* **Problem description**
Reproduce the listing below word for word and exclude any picture.

* **Data to process**
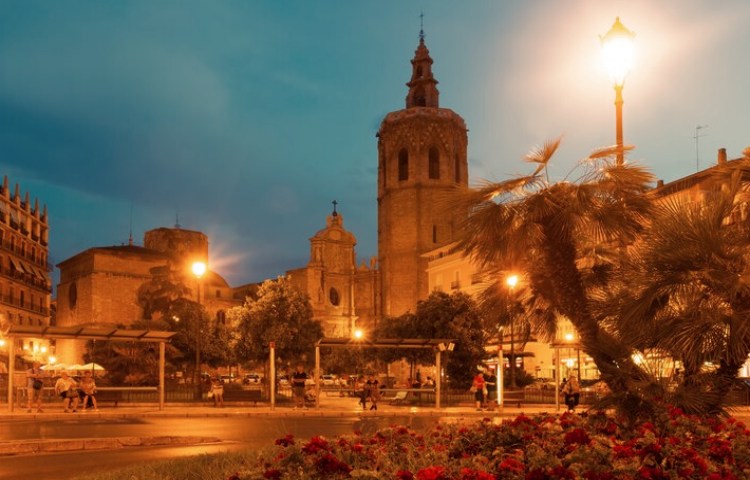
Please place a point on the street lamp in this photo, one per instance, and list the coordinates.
(199, 269)
(617, 53)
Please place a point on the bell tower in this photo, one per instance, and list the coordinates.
(421, 156)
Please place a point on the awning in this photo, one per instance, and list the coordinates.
(90, 333)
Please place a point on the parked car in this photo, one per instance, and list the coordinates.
(328, 380)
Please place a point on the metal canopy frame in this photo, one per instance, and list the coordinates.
(439, 345)
(78, 332)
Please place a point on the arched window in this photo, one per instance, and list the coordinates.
(434, 165)
(403, 165)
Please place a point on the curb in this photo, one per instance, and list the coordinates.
(24, 447)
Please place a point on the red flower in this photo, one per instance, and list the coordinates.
(315, 445)
(577, 436)
(432, 473)
(512, 464)
(330, 465)
(470, 474)
(285, 441)
(272, 474)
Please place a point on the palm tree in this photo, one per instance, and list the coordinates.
(691, 301)
(569, 237)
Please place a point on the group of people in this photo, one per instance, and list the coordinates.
(66, 387)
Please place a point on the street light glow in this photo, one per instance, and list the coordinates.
(618, 52)
(199, 268)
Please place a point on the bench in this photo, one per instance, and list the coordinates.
(399, 398)
(254, 395)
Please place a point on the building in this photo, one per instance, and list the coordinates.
(25, 285)
(343, 296)
(100, 286)
(421, 157)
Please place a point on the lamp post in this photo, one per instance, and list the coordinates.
(199, 269)
(617, 52)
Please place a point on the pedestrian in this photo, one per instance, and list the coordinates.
(361, 391)
(572, 392)
(298, 386)
(372, 386)
(34, 384)
(66, 388)
(217, 391)
(479, 388)
(88, 387)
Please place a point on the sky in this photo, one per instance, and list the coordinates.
(246, 119)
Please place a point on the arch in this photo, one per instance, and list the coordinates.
(403, 165)
(434, 164)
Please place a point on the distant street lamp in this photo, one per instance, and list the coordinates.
(199, 269)
(617, 52)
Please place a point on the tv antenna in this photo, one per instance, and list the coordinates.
(698, 135)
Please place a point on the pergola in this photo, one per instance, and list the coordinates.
(88, 333)
(439, 345)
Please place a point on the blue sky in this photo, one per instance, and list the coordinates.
(247, 118)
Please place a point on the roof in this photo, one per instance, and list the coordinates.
(90, 333)
(385, 342)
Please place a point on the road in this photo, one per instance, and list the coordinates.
(236, 433)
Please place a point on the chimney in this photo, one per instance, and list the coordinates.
(722, 158)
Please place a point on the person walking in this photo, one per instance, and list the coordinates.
(65, 388)
(88, 387)
(372, 386)
(572, 392)
(34, 384)
(360, 387)
(478, 386)
(217, 391)
(298, 386)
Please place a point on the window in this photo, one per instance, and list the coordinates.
(333, 296)
(72, 295)
(434, 165)
(403, 165)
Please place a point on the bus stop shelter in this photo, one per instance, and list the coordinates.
(87, 333)
(439, 345)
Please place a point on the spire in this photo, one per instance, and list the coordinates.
(423, 90)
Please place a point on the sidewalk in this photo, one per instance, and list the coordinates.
(329, 407)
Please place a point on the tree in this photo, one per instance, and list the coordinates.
(582, 245)
(281, 314)
(691, 291)
(441, 316)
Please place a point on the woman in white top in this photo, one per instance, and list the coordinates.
(65, 387)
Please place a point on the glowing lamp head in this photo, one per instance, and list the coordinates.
(199, 268)
(618, 52)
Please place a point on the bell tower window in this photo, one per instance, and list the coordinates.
(403, 165)
(434, 164)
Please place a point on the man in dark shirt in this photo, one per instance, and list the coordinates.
(298, 386)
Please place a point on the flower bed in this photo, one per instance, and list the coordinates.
(590, 447)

* **Result below**
Please place a point on the street lamp in this photo, one per instance, and list the coordinates.
(199, 269)
(617, 53)
Please place a point on the bell tower in this photo, one per instance, and list the coordinates.
(421, 156)
Please place a point on the awning in this photo, one per instance, and list the coordinates.
(90, 333)
Please place a point on the parked car in this photo, one per instance, and list the coordinates.
(328, 380)
Please place a point on the metal canopy frame in this photo, one per instance, and list the coordinates.
(439, 345)
(78, 332)
Please place a point on the arched window in this photo, one per instance, and list the coordinates.
(434, 165)
(403, 165)
Please place a point on the curb in this photo, one per instance, and list the coordinates.
(24, 447)
Please place a point on the red flower in this photo, one per instance, and list the coordinates.
(315, 445)
(577, 436)
(432, 473)
(512, 464)
(330, 465)
(470, 474)
(285, 441)
(272, 474)
Please place a point on the palm tree in this photo, one per instance, and list the coordinates.
(691, 301)
(569, 237)
Please place a point on the group of people in this photo, one per instance, and list the coordinates.
(66, 387)
Please place a point on the street light glow in this photo, one per instance, and list the coordinates.
(618, 52)
(199, 268)
Please place a point on the bench in this photo, one per instance, and list the coordinates.
(399, 398)
(254, 395)
Please place a point on the building in this photo, one per instance, and list the coordinates.
(25, 285)
(343, 296)
(100, 286)
(421, 157)
Please place a point on the lamp post in this photo, one per instance, and list the coordinates.
(199, 269)
(617, 52)
Please place a point on the pedestrian in this photo, one per instance, and list the coordinates.
(361, 391)
(572, 392)
(298, 386)
(372, 386)
(34, 384)
(66, 388)
(217, 391)
(479, 388)
(88, 387)
Please place a point on the sky in this photo, one per instance, and list the coordinates.
(246, 119)
Please place a point on the arch in this photo, one per instance, and list the coordinates.
(403, 165)
(434, 164)
Please place a point on the distant street lamp in this photo, one per instance, and list the coordinates.
(199, 269)
(617, 52)
Please place a point on the tv antenna in this photo, one per instance, and list the coordinates.
(698, 135)
Please place a point on the pergola in this photo, one per instance, and list the coordinates.
(88, 333)
(439, 345)
Please place a point on the blue sky in this photo, one per instance, and list the coordinates.
(247, 118)
Please place a point on the roof in this photo, one per instance, and list the coordinates.
(90, 333)
(385, 342)
Please place a point on the road in this photo, one per instance, and list the coordinates.
(236, 433)
Please place a point on the chimney in this photo, one per instance, and list the coordinates.
(722, 158)
Please place a point on the person walking in this photo, one per instance, and list the coordinates.
(65, 388)
(88, 387)
(372, 386)
(572, 392)
(34, 384)
(360, 387)
(478, 386)
(217, 391)
(298, 386)
Please place a point on the window in this photo, one per instance, and list the coordinates.
(333, 296)
(72, 295)
(434, 165)
(403, 165)
Please place a point on the bus stop shelter in this photo, one per instance, and list the coordinates.
(87, 333)
(439, 345)
Please place a point on the spire in this photo, one per instance, and list the coordinates.
(423, 90)
Please place a point on the sidewalk in this photo, one per instance, and list the coordinates.
(329, 407)
Please place a point on the tree in this photo, one per instance, and list the coordinates.
(582, 245)
(281, 314)
(691, 291)
(441, 316)
Please place a point on the woman in white top in this photo, one per instance, and list the coordinates.
(65, 387)
Please place a point on the glowing lamp head in this photo, one per instance, and list the coordinates.
(199, 268)
(618, 52)
Please place a point on the bell tower window in this photo, one per instance, and list the coordinates.
(403, 165)
(434, 164)
Please place a point on the man in dark shirt in this photo, one per instance, and list the coordinates.
(298, 386)
Please place a point on the flower bed in this photo, one per instance, and list the coordinates.
(590, 447)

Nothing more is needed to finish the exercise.